→ Source material:
********

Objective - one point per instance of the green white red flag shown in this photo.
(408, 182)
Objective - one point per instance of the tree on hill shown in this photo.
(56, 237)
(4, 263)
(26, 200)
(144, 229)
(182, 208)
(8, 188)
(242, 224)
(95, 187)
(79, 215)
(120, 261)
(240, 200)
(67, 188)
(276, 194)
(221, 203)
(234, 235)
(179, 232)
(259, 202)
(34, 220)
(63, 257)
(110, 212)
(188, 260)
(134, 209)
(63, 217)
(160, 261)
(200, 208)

********

→ Aim of the task: Please rewrite all the records above, replacing "Objective" with "Goal" and leaving everything else unchanged.

→ Solution to the exercise:
Goal - one point per instance of the green white red flag shown in this photo.
(408, 182)
Goal - one point per instance of the tree on hill shown in this photo.
(56, 237)
(4, 263)
(26, 200)
(144, 229)
(182, 208)
(8, 188)
(242, 224)
(95, 187)
(79, 215)
(120, 261)
(240, 200)
(67, 188)
(276, 194)
(221, 203)
(234, 235)
(179, 232)
(259, 202)
(34, 220)
(63, 257)
(110, 212)
(188, 260)
(134, 209)
(63, 217)
(160, 261)
(200, 208)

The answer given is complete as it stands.